**YOUR INSTRUCTIONS**
Make an exact copy of the entries, and keep any pictures out of it.

(Dataset rows on where objects appear)
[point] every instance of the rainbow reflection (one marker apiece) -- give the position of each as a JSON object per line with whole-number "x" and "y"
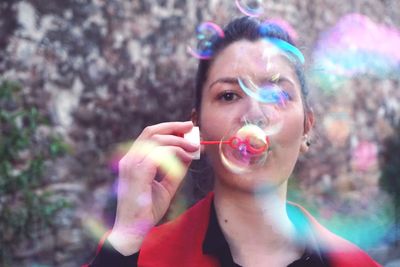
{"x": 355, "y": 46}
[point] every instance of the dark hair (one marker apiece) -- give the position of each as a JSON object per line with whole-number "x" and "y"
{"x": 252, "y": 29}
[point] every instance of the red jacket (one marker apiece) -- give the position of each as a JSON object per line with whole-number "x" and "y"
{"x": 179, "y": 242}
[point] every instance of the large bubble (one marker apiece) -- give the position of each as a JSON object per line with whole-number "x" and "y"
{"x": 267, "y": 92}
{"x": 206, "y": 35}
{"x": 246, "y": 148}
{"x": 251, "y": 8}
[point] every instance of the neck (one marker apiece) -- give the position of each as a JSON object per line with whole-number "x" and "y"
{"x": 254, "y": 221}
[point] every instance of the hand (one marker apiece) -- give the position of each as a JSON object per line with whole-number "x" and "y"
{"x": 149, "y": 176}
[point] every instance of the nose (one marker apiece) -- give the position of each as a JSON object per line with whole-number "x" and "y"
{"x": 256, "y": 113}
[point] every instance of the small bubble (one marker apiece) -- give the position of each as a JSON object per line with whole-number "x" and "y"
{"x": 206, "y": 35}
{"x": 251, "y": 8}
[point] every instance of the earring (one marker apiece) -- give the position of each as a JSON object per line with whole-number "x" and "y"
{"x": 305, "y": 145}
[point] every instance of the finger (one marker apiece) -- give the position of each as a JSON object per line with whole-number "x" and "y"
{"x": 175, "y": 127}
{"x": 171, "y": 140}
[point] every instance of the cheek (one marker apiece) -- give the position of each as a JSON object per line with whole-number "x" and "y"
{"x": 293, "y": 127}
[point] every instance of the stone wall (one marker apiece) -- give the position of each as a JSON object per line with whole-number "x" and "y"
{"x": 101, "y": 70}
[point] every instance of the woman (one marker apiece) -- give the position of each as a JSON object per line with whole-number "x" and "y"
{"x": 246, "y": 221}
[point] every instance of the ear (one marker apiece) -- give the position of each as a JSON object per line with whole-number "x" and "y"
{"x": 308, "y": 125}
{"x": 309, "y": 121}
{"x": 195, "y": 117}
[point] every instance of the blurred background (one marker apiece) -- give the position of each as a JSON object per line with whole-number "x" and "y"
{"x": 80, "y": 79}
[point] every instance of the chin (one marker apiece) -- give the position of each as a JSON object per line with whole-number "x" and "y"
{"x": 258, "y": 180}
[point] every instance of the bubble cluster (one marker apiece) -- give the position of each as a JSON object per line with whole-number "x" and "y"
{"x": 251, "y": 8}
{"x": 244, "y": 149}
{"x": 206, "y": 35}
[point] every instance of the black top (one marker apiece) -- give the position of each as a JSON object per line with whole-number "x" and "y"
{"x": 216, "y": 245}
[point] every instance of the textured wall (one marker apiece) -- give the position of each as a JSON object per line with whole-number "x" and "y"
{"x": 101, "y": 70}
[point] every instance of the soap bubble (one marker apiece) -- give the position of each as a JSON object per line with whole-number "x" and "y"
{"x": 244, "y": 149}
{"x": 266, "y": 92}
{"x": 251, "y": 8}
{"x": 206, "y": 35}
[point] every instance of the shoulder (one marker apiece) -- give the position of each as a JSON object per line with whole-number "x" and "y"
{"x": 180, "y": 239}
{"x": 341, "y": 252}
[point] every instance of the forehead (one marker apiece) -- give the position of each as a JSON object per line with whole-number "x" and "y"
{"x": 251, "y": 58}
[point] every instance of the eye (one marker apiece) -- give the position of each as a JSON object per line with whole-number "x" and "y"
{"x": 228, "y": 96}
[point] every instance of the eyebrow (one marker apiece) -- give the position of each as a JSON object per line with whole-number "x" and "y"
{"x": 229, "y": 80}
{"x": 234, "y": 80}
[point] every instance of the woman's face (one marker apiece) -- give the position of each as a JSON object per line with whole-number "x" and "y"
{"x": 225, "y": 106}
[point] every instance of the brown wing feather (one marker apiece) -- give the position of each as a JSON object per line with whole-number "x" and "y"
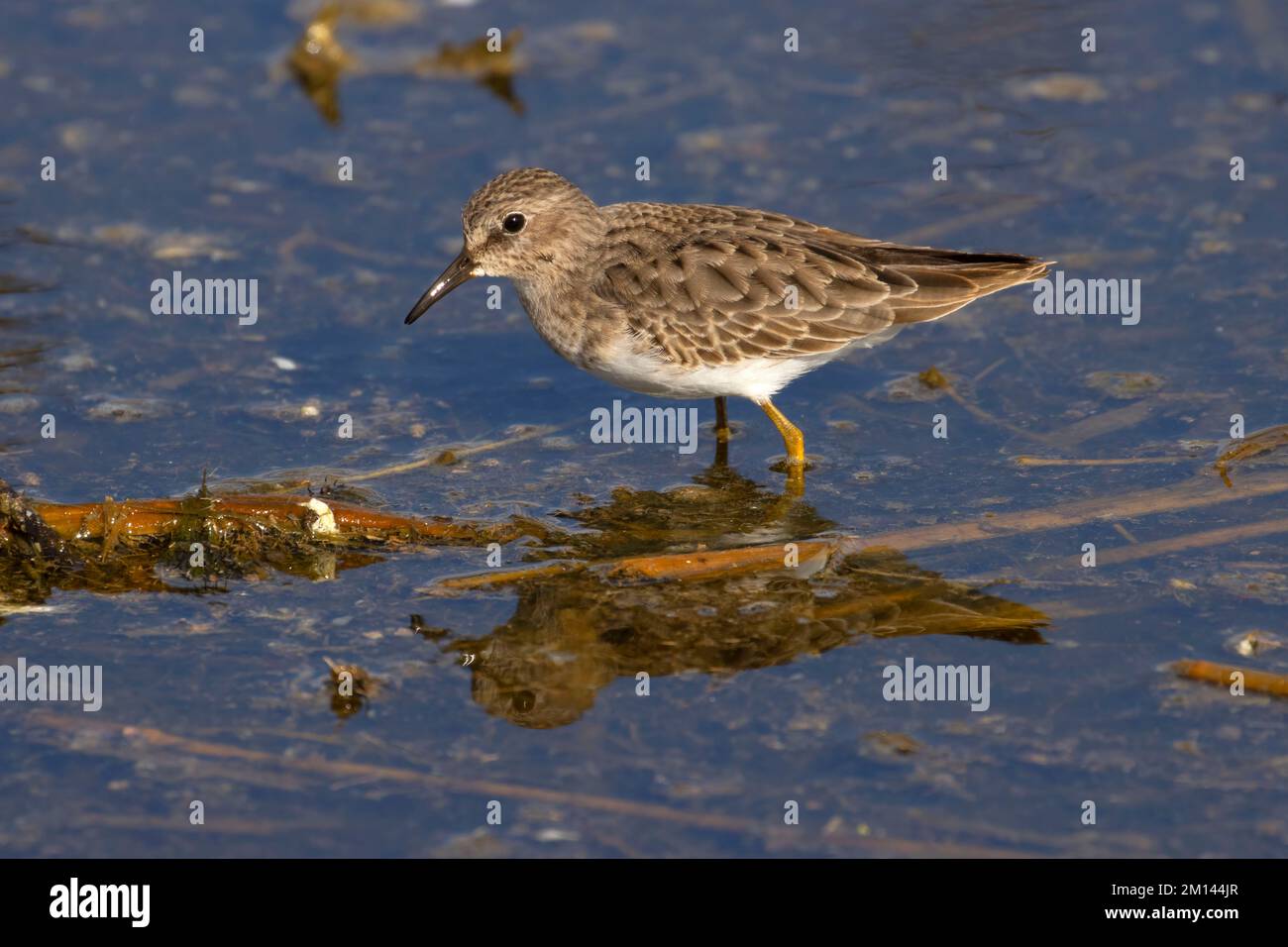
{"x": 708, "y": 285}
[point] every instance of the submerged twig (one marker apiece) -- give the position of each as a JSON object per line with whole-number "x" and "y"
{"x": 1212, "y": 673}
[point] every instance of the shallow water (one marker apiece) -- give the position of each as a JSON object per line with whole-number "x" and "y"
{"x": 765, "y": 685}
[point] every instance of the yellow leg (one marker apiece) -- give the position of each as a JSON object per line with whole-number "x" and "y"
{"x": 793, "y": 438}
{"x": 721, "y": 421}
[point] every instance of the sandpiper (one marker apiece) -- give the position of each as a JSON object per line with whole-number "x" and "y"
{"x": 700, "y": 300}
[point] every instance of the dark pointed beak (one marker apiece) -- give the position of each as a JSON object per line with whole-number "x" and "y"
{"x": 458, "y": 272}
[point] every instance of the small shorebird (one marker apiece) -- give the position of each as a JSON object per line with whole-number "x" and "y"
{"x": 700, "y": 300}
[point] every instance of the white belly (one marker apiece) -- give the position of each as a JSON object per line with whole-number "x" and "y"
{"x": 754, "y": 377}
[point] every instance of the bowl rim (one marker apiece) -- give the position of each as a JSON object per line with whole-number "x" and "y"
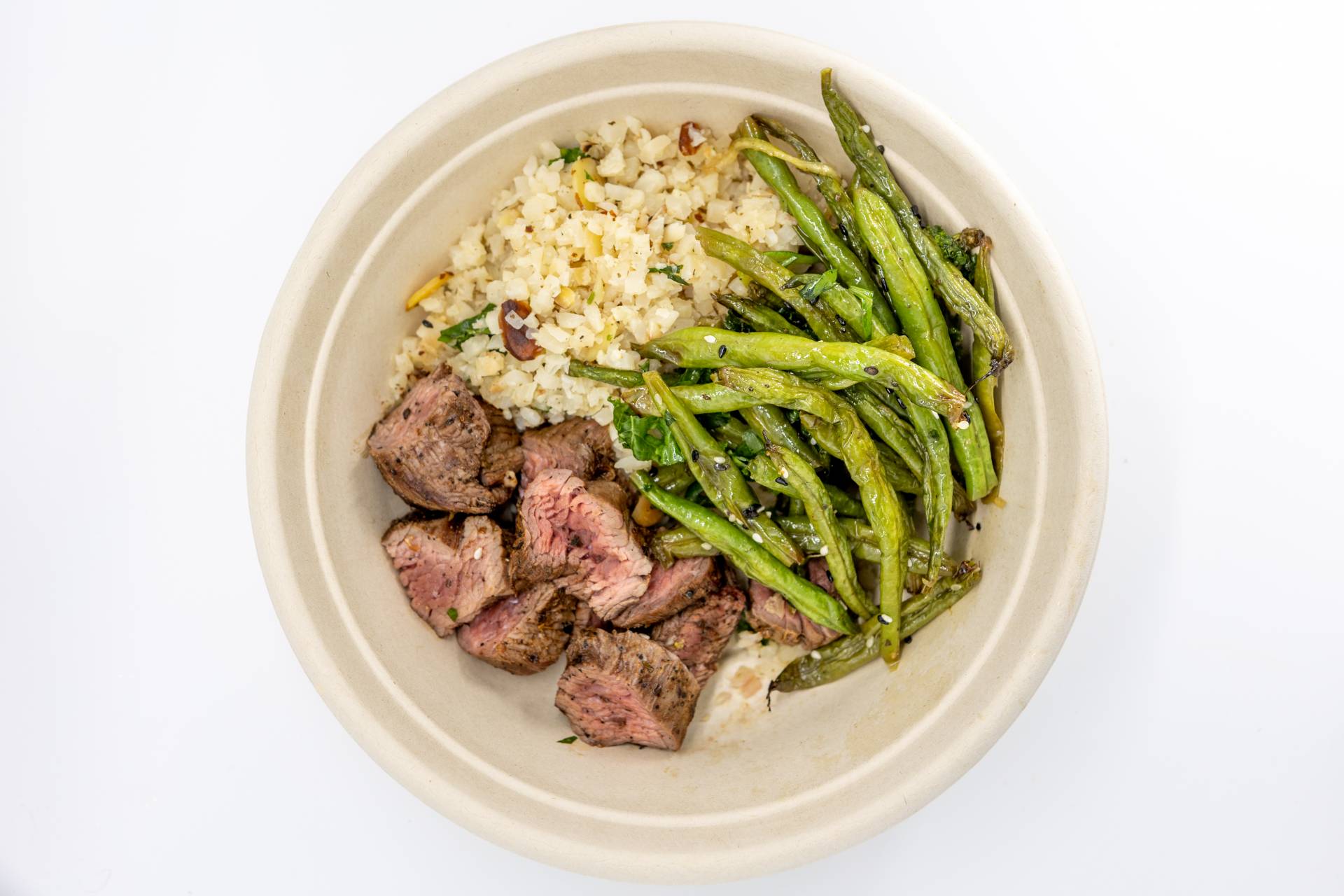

**FULL OUTPUT**
[point] every instance of the rainbow reflection (one marker apiece) -- give the position of each as a JSON object per line with whole-number "x" and "y"
{"x": 355, "y": 46}
[point] every instance of the dark hair (one marker apiece) -- give the position of each as a JSON object per line with whole-number "x" and "y"
{"x": 252, "y": 29}
[point] every instance of the red jacket (one marker apiece) -- give the position of each as a JSON object per line with whole-number "x" and "y"
{"x": 179, "y": 242}
[point] every instance of the large bubble (one marker apiece) -- give the position of each as a JSON object per line with whole-number "x" and "y"
{"x": 267, "y": 92}
{"x": 206, "y": 35}
{"x": 246, "y": 148}
{"x": 251, "y": 8}
[point] every instance of the neck (one marker apiece) -- give the position of each as a JSON object per line with whole-number "x" and "y"
{"x": 254, "y": 221}
[point] every instance of the hand (one marker apiece) -- give the position of each as a JSON object per line with whole-number "x" and "y"
{"x": 149, "y": 176}
[point] every instance of the nose (one marker apiece) -- give the position of each as a JSON object per line with whole-number "x" and "y"
{"x": 256, "y": 113}
[point] every instance of the small bubble (one marker apiece) -- give the position of each as a JSON object per line with whole-number "x" and "y"
{"x": 206, "y": 35}
{"x": 251, "y": 8}
[point] every instance of the earring (one marker apiece) -- give the position of each as a JSON object per line with whole-number "x" and "y"
{"x": 305, "y": 145}
[point] every instance of the finger (one marker apiece) -- give the position of each as a JSON object per line with whole-number "x" and "y"
{"x": 175, "y": 127}
{"x": 171, "y": 140}
[point] every instance of the cheek (one marker apiece) -- give the position of each as a JSON object per line with whole-number "x" and "y"
{"x": 293, "y": 127}
[point] every instance of the stone wall (one marker apiece) -- give the position of each as a JSON object per line with whole-number "x" and "y"
{"x": 101, "y": 70}
[point] every instance of the woman (one marker apiece) -- give the position of each as a JSON object per line with whole-number "x" and "y"
{"x": 246, "y": 221}
[point] every instance of the ear (one marker apiece) -- give the position of each as a JSON object per line with whole-number "x" and "y"
{"x": 308, "y": 125}
{"x": 309, "y": 121}
{"x": 195, "y": 117}
[point] every instance of the blurred background (one marker apiece) -- give the position of each as a JSON object per line with whole-number "x" and "y"
{"x": 80, "y": 79}
[point] every instance of the chin (one marker apiece) -- give the position of each as a JSON object per line with whole-number "x" and "y"
{"x": 258, "y": 180}
[point] every instance of the bubble cluster (one marker apiece) -- give the position of each as a JSON object per line with whole-number "x" and "y"
{"x": 251, "y": 8}
{"x": 244, "y": 149}
{"x": 206, "y": 35}
[point] every instance of the black top (one marker apiece) -- give the position of each as a JSON object per line with whole-number "x" and "y"
{"x": 216, "y": 245}
[point] every instance of the textured wall (one marker apiece) -- give the position of each as a JSON object per line with whole-number "x" and "y"
{"x": 101, "y": 70}
[point] every instance of the soap bubble (one marker apiece) -- give the position of each as a JSON object per line with whole-number "x" and "y"
{"x": 244, "y": 149}
{"x": 266, "y": 92}
{"x": 251, "y": 8}
{"x": 206, "y": 35}
[point] every instance of the shoulder (one marker apiece) -- give the position of each as a JSON object per line with whole-number "x" and "y"
{"x": 180, "y": 239}
{"x": 341, "y": 252}
[point] every instance of the forehead (one marker apiece) -- give the position of each as a JSON object per line with whole-number "x" and "y"
{"x": 251, "y": 58}
[point] every instance of the eye (one marker apiece) -- give the position of each as a JSON object per line with whole-number "x" and "y"
{"x": 228, "y": 96}
[point] every instance of the eyebrow (one marker apiece) -- give the position of each as a JSON object per line with whole-number "x" and "y"
{"x": 229, "y": 80}
{"x": 234, "y": 80}
[point] every instance of the woman's face (one marker apiece) -- give the position of each as a JSON object per line with whole-number "x" and "y"
{"x": 225, "y": 106}
[point] every instance of the brown wing feather (one marker apiece) -- give the position of each as a JSON object per line with whole-number "x" and "y"
{"x": 708, "y": 285}
[point] every instance of the submerged twig (one marker apiece) -- give the position of each as a JSON object per line with whole-number "x" and "y"
{"x": 1212, "y": 673}
[point] every instance of the shallow water (one marker apiece) -- give the position of each as a JSON object per line with whole-number "x" and "y"
{"x": 765, "y": 685}
[point] every instance of the yellow leg (one marker apiece) -- give the position of each as a JSON object per line with whole-number "x" and "y"
{"x": 793, "y": 438}
{"x": 721, "y": 421}
[point] every instance of the sandpiper (one marker apiece) -- give the position of each as a JSON object per line with whole-number "x" and "y"
{"x": 700, "y": 300}
[point] every instance of the dark pointed beak (one marker apiece) -- give the position of each as a JSON object per line with whole-number "x" and "y"
{"x": 458, "y": 272}
[point] every instance of the small shorebird (one marker apiece) -- give the position of each as a JSON object per line with whole-number "x" and "y"
{"x": 700, "y": 300}
[point] every instance of the white belly (one marker apiece) -- give the position of each as a JSON object per line with whole-number "x" and "y"
{"x": 754, "y": 377}
[point] every instance of the bowl rim (one marker apiece) -- give the position of each as a JSON object per line with whole-number "x" and "y"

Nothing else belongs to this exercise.